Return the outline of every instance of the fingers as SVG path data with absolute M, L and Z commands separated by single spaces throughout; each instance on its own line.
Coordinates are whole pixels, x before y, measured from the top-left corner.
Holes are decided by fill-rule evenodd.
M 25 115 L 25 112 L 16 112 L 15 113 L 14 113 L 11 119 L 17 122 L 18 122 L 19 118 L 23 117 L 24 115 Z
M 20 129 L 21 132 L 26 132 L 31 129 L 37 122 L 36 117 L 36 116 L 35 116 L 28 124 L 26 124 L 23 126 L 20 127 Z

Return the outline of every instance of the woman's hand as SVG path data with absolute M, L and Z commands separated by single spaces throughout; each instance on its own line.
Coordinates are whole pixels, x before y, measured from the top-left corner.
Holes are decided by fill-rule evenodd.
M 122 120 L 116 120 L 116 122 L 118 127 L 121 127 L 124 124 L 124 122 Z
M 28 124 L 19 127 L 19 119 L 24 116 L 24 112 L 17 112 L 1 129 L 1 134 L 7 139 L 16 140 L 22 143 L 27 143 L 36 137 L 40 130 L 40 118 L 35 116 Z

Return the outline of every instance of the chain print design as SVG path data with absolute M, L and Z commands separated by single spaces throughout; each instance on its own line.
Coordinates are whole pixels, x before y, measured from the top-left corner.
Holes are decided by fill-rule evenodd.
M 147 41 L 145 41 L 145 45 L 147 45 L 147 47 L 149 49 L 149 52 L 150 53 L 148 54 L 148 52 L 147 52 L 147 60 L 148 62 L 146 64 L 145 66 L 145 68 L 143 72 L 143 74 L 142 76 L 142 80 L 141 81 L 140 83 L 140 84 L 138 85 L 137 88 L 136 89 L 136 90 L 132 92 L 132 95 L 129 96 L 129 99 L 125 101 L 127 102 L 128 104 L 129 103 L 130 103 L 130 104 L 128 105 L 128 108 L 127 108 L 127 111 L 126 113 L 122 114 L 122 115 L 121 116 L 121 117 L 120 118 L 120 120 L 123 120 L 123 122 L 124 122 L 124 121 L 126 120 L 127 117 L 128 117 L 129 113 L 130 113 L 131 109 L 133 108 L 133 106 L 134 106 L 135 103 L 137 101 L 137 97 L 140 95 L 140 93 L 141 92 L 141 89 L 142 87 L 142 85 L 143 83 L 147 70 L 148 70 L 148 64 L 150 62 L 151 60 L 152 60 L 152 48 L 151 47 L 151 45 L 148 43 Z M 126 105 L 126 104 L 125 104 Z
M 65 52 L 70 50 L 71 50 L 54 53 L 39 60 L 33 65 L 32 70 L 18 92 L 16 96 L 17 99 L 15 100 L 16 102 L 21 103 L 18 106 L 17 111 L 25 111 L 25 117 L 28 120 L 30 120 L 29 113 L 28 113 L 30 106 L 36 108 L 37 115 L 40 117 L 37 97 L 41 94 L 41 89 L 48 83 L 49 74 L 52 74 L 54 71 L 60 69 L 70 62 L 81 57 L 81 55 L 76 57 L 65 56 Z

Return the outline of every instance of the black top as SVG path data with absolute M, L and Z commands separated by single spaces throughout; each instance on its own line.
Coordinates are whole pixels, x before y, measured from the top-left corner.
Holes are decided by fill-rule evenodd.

◇ ◇ ◇ ◇ ◇

Write out the lines starting at the one containing "Return the outline of every instance of the chain" and ending at the one containing "M 147 41 L 145", both included, exactly as they stand.

# [Answer to this problem]
Return the outline of every instance of the chain print design as SVG path data with absolute M, L and Z commands separated by single spaces throughout; each instance on its own line.
Coordinates are whole pixels, x before y, measured from the top-left corner.
Holes are decided by fill-rule evenodd.
M 147 41 L 145 41 L 145 45 L 147 45 L 147 47 L 149 49 L 149 52 L 150 53 L 148 54 L 148 52 L 147 52 L 147 60 L 148 62 L 146 64 L 145 66 L 145 68 L 143 72 L 143 74 L 142 76 L 142 80 L 141 81 L 140 83 L 140 84 L 138 85 L 137 88 L 136 89 L 136 90 L 132 92 L 132 95 L 129 96 L 129 99 L 125 101 L 127 102 L 128 104 L 129 103 L 130 103 L 130 104 L 128 105 L 128 108 L 127 108 L 127 111 L 126 113 L 122 114 L 122 115 L 121 116 L 121 117 L 120 118 L 120 120 L 123 120 L 123 122 L 124 122 L 124 121 L 126 120 L 127 117 L 128 117 L 129 113 L 130 113 L 131 109 L 133 108 L 133 106 L 134 106 L 135 103 L 137 101 L 137 97 L 140 95 L 140 93 L 141 92 L 141 89 L 142 87 L 142 85 L 143 83 L 147 70 L 148 70 L 148 64 L 150 62 L 151 60 L 152 60 L 152 48 L 151 47 L 151 45 L 148 43 Z M 126 105 L 126 104 L 125 104 Z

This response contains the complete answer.